[Problem]
All of the material below is to be retyped exactly.
BEGIN Entries provided
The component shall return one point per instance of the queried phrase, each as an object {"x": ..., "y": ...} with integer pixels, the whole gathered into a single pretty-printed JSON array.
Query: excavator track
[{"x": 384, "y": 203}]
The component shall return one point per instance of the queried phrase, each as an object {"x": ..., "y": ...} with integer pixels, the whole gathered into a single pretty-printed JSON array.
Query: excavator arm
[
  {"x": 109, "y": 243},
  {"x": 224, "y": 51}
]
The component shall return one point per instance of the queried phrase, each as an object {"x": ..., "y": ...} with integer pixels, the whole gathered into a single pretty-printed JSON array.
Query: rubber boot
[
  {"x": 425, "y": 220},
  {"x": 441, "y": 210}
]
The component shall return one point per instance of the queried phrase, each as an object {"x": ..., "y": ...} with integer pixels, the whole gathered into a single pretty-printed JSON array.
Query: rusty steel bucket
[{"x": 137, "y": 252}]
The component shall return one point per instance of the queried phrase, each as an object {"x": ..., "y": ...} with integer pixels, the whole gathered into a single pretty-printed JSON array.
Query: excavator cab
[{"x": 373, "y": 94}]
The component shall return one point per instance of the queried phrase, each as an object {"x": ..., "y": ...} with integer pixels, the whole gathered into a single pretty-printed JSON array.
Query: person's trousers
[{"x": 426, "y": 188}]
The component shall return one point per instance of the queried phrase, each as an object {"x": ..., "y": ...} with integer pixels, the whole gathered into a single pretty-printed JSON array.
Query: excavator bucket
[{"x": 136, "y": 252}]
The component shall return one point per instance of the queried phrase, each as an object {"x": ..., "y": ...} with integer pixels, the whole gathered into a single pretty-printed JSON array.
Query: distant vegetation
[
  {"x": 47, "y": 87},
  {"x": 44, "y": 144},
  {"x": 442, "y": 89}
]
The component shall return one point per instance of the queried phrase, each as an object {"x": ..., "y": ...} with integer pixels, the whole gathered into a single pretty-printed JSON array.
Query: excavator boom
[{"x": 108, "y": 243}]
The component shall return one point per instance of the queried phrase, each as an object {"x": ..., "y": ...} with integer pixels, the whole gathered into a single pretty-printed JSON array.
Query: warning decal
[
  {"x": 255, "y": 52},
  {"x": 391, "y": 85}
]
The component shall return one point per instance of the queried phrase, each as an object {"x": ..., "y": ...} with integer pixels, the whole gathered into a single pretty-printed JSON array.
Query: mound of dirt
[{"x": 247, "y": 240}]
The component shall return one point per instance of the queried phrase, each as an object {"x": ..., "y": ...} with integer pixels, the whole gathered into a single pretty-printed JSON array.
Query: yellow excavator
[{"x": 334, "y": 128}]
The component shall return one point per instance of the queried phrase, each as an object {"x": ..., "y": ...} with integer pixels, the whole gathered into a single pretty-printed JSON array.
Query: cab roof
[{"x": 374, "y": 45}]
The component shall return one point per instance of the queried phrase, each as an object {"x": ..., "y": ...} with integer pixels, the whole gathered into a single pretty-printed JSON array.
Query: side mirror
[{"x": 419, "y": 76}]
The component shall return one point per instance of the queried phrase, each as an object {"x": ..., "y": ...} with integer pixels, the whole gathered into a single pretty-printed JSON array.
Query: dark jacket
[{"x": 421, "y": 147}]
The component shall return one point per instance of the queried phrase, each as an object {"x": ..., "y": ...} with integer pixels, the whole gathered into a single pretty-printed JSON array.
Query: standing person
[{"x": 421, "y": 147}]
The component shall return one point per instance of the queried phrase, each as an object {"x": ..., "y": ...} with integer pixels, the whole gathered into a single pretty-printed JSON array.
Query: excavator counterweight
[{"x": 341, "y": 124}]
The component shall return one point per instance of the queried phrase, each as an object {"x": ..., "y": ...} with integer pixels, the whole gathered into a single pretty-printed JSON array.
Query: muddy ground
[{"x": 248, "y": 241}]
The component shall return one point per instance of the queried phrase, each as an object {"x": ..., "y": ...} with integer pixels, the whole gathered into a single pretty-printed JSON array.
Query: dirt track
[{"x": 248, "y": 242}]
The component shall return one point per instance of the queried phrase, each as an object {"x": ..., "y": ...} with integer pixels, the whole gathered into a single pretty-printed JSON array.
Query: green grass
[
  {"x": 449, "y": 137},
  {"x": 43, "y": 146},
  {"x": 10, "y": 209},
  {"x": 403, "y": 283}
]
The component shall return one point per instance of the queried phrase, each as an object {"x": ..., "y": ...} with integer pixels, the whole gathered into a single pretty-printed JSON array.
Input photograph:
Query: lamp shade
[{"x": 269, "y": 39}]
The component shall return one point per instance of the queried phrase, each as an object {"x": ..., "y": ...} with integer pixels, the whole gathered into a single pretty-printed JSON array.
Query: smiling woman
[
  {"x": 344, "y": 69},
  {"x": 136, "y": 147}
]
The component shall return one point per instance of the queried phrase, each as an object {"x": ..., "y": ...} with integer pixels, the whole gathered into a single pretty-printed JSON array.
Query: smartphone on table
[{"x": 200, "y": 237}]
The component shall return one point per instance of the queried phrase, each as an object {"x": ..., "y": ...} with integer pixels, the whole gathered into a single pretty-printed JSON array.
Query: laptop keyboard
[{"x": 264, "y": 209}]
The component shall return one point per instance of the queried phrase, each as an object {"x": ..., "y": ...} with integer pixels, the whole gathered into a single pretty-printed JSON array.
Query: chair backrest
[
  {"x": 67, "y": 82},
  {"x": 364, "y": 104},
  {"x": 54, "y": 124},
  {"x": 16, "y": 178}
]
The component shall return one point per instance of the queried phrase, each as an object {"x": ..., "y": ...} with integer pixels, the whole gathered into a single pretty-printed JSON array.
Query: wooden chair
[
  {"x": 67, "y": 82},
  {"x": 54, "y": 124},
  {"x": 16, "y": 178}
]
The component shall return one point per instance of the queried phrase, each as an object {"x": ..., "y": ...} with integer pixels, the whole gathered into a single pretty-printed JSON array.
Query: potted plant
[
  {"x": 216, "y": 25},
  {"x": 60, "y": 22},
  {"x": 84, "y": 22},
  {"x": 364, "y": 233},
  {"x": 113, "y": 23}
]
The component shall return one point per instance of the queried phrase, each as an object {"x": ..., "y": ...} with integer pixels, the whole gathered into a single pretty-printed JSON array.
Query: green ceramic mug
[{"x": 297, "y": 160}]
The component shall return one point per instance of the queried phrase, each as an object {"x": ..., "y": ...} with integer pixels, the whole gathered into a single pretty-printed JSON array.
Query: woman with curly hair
END Entries provided
[In response]
The component shall return one point per instance of the queried phrase, each as an object {"x": ..., "y": ...} with integer pixels, the whole gathered into a single pretty-printed JSON array.
Query: excavator track
[{"x": 384, "y": 203}]
The component shall return one point per instance of the queried phrase, each as an object {"x": ..., "y": ...} with integer pixels, the whole gathered into a single pretty-printed JSON array.
Query: excavator arm
[
  {"x": 109, "y": 243},
  {"x": 224, "y": 51}
]
The component shall return one point per instance of the queried phrase, each as an object {"x": ..., "y": ...} with integer pixels, the whole gathered into a single pretty-printed JSON array.
Query: rubber boot
[
  {"x": 425, "y": 220},
  {"x": 441, "y": 210}
]
The component shall return one point per instance of the queried phrase, each as an object {"x": ..., "y": ...} with integer pixels, the whole gathered into a single pretty-printed JSON array.
Query: rusty steel bucket
[{"x": 137, "y": 252}]
The component shall return one point per instance of the queried phrase, each as an object {"x": ..., "y": ...} with integer pixels, the whole gathered into a single pretty-printed JSON array.
Query: excavator cab
[{"x": 373, "y": 94}]
The component shall return one point per instance of the queried phrase, each as an object {"x": ..., "y": ...} with integer pixels, the whole gathered into a single pretty-printed JSON array.
Query: person's trousers
[{"x": 426, "y": 188}]
The component shall return one point per instance of the queried phrase, each as an object {"x": ..., "y": ...} with integer pixels, the whole gathered into a single pretty-printed JSON array.
Query: excavator bucket
[{"x": 136, "y": 252}]
The component shall return one point per instance of the queried phrase, each as an object {"x": ..., "y": ...} with integer pixels, the whole gathered into a single pretty-printed JSON array.
Query: distant vegetation
[
  {"x": 47, "y": 87},
  {"x": 44, "y": 144},
  {"x": 442, "y": 89}
]
The component shall return one point per instance of the queried phrase, each as an object {"x": ..., "y": ...} with integer pixels, the whole gathered into a single pretty-printed JSON array.
Query: excavator boom
[{"x": 108, "y": 243}]
The component shall return one point per instance of the queried phrase, each as an object {"x": ..., "y": ...} with integer pixels, the whole gathered into a single pretty-printed JSON array.
Query: warning decal
[
  {"x": 255, "y": 52},
  {"x": 391, "y": 85}
]
The component shall return one point per instance of the queried phrase, each as an object {"x": ..., "y": ...} with integer pixels, the whole gathered into a single pretty-printed JSON array.
Query: mound of dirt
[{"x": 247, "y": 240}]
The component shall return one point per instance of the queried phrase, each as an object {"x": ..., "y": ...} with integer pixels, the whole gathered into a single pretty-printed JSON array.
Query: yellow excavator
[{"x": 334, "y": 128}]
The component shall return one point per instance of the queried phrase, each as an object {"x": ..., "y": ...} with integer pixels, the whole gathered into a single pretty-printed JSON array.
Query: cab roof
[{"x": 374, "y": 45}]
The component shall return one point per instance of the queried phrase, each as an object {"x": ..., "y": ...} with integer pixels, the whole gathered into a single pretty-printed JSON array.
Query: side mirror
[{"x": 419, "y": 76}]
The component shall return one point per instance of the queried phrase, each as an object {"x": ..., "y": ...} with integer pixels, the whole gathered into a single pretty-printed JSON array.
Query: dark jacket
[{"x": 421, "y": 147}]
The component shall return one point per instance of the queried phrase, each as an object {"x": ..., "y": ...} with integer pixels, the whole gathered into a single pretty-printed JSON array.
Query: standing person
[{"x": 421, "y": 147}]
The component shall return one point per instance of the queried phrase, each as an object {"x": ..., "y": ...} with integer pixels, the whole gathered into a single pretty-printed JSON array.
Query: excavator counterweight
[{"x": 341, "y": 124}]
The component shall return one point per instance of the queried phrase, each as an object {"x": ..., "y": ...} with integer pixels, the whole gathered into a single pretty-printed JSON array.
Query: muddy ground
[{"x": 248, "y": 241}]
The component shall return one point per instance of the queried phrase, each as an object {"x": ..., "y": ...} with integer pixels, the whole gathered into a single pretty-printed JSON array.
Query: dirt track
[{"x": 248, "y": 242}]
The component shall return one point per instance of the queried phrase, each as an object {"x": ..., "y": ...} with integer pixels, the whole gathered into a single pretty-printed JSON array.
Query: green grass
[
  {"x": 449, "y": 137},
  {"x": 43, "y": 146},
  {"x": 10, "y": 209},
  {"x": 403, "y": 283}
]
The component shall return one point per instance of the queried phrase, each as an object {"x": ..., "y": ...} with integer pixels, the whole gathered into a single pretty-printed JSON array.
Input photograph:
Query: lamp shade
[{"x": 269, "y": 39}]
The component shall return one point per instance of the queried phrase, each as an object {"x": ..., "y": ...} with integer pixels, the whole gathered into a single pretty-printed JSON array.
Query: smiling woman
[
  {"x": 344, "y": 69},
  {"x": 136, "y": 147}
]
The component shall return one point per instance of the queried phrase, each as an object {"x": ..., "y": ...} with integer pixels, the whole gathered into a single pretty-printed JSON array.
Query: smartphone on table
[{"x": 200, "y": 237}]
The component shall return one point per instance of the queried phrase, each as an object {"x": ..., "y": ...} with integer pixels, the whole gathered into a single pretty-printed JSON array.
Query: laptop keyboard
[{"x": 264, "y": 209}]
The component shall return one point per instance of the queried phrase, each as an object {"x": ..., "y": ...} with integer pixels, the whole gathered into a single pretty-printed JSON array.
Query: chair backrest
[
  {"x": 67, "y": 82},
  {"x": 364, "y": 104},
  {"x": 54, "y": 124},
  {"x": 16, "y": 178}
]
The component shall return one point per instance of the queried phrase, each as an object {"x": ..., "y": ...} with integer pixels, the whole gathered into a single pretty-printed JSON array.
Query: wooden chair
[
  {"x": 67, "y": 82},
  {"x": 54, "y": 124},
  {"x": 16, "y": 178}
]
The component shall return one point per instance of the queried phrase, each as an object {"x": ..., "y": ...} with integer pixels, the whole gathered into a single pretty-printed JSON array.
Query: potted plant
[
  {"x": 216, "y": 25},
  {"x": 60, "y": 22},
  {"x": 84, "y": 22},
  {"x": 364, "y": 233},
  {"x": 113, "y": 23}
]
The component shall return one point per instance of the queried phrase, each as an object {"x": ..., "y": ...} with integer pixels, the whole gathered into a single pretty-printed JSON array.
Query: green ceramic mug
[{"x": 297, "y": 160}]
The component shall return one point per instance of the queried phrase, each as an object {"x": ..., "y": ...} with integer pixels, the whole gathered into a single pretty-printed JSON array.
Query: woman with curly hair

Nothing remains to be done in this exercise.